*TASK DESCRIPTION*:
Count the lines below that include the word "segment", then give that number and no other words.

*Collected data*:
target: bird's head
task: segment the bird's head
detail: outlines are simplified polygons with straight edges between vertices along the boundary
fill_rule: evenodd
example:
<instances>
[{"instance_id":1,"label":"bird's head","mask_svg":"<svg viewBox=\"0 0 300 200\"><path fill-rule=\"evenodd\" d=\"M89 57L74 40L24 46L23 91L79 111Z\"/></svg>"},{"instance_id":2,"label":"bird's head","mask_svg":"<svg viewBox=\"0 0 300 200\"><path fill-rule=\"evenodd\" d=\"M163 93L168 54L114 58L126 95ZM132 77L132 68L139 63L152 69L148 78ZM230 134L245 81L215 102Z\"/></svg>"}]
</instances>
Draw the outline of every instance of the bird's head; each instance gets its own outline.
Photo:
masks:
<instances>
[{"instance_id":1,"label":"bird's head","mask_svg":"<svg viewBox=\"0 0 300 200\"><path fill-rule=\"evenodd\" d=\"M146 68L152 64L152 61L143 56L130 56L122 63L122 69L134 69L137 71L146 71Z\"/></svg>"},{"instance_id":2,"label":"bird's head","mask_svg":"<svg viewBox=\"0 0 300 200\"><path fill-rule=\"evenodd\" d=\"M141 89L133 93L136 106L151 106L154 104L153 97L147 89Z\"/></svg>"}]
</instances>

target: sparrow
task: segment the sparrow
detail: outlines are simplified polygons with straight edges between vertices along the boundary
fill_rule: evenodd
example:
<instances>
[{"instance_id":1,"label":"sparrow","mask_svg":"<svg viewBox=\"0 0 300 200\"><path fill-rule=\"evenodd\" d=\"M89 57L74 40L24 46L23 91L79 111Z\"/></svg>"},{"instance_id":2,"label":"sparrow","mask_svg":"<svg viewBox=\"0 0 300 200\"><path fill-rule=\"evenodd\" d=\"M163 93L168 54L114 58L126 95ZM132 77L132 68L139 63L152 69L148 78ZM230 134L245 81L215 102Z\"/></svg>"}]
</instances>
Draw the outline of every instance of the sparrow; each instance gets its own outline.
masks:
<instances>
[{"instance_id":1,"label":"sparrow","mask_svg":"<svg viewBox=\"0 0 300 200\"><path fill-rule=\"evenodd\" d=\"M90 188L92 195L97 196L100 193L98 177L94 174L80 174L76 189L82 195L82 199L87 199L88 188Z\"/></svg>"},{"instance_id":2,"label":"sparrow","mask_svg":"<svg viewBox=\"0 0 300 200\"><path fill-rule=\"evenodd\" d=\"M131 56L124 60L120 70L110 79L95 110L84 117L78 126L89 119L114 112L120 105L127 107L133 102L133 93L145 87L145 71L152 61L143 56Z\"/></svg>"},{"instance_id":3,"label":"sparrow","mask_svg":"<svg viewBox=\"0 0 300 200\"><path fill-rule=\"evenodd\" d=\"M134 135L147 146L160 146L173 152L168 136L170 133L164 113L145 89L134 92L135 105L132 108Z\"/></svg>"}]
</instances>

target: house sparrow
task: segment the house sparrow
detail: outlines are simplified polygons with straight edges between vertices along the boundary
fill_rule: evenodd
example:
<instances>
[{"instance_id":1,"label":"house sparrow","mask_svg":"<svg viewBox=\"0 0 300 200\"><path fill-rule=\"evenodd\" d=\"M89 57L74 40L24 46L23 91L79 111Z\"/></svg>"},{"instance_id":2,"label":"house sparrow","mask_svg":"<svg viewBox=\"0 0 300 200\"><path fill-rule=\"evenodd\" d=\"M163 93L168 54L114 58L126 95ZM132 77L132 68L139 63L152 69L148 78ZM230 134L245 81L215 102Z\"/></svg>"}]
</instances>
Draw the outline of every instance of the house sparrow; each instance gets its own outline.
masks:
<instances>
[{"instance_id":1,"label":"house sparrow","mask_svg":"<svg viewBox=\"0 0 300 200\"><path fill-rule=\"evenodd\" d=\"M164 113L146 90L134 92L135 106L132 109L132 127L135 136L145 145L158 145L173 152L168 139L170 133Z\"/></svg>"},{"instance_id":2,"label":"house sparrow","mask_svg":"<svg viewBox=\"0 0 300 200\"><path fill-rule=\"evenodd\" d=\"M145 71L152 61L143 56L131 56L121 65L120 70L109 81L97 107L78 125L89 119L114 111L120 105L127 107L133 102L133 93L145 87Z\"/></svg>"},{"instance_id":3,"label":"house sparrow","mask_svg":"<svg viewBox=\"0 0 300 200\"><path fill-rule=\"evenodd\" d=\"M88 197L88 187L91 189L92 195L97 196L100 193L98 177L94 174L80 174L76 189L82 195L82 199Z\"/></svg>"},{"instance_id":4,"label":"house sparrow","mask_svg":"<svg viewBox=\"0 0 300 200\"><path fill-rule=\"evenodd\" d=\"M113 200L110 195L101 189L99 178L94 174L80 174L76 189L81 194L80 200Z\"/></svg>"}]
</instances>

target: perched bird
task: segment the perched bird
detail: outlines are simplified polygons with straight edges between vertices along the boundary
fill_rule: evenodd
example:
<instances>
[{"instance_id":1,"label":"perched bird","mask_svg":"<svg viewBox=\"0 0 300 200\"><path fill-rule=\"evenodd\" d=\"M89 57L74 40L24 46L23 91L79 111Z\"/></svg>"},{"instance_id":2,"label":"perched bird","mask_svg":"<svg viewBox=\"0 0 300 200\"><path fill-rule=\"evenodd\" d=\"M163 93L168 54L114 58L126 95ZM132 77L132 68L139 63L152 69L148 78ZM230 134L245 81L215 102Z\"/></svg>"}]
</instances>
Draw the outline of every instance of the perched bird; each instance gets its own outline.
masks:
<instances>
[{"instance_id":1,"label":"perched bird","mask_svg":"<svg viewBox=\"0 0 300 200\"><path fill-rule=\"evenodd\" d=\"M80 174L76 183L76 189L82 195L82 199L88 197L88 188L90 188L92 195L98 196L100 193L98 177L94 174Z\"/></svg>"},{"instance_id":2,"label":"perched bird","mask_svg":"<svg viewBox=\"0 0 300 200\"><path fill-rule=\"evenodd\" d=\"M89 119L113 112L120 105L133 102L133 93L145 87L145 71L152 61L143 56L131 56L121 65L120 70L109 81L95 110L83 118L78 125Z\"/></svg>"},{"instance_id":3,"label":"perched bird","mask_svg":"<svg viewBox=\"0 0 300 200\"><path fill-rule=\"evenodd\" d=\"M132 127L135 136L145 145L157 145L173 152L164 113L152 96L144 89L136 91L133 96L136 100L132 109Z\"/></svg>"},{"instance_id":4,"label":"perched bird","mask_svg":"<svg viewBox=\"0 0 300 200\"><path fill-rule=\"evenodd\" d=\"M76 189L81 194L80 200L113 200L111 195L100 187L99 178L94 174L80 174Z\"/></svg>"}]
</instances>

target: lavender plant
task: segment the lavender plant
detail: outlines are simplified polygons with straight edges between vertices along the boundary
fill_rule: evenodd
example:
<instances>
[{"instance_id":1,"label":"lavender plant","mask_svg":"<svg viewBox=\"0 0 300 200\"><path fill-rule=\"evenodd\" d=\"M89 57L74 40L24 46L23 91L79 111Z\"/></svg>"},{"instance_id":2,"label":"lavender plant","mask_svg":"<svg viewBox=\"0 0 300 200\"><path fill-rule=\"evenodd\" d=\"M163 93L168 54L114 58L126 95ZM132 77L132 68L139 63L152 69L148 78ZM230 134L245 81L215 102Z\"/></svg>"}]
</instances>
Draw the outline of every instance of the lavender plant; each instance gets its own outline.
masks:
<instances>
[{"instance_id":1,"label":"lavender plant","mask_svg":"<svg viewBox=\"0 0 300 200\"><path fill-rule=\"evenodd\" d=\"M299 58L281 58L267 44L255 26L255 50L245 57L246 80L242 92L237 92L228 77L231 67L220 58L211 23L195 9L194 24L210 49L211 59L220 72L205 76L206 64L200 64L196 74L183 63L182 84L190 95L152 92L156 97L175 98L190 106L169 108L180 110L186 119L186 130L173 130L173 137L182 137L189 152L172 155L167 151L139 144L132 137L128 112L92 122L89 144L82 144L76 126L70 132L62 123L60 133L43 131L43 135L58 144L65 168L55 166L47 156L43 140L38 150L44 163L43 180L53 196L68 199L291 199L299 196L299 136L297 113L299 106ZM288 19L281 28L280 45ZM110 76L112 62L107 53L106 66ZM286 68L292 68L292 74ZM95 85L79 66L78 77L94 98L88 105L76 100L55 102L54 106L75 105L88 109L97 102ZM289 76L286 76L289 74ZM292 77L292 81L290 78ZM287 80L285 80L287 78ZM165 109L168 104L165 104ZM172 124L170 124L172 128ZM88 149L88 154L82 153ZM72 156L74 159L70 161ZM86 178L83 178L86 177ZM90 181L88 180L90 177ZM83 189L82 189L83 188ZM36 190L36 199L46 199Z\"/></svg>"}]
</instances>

*RESULT OF THE EXERCISE*:
5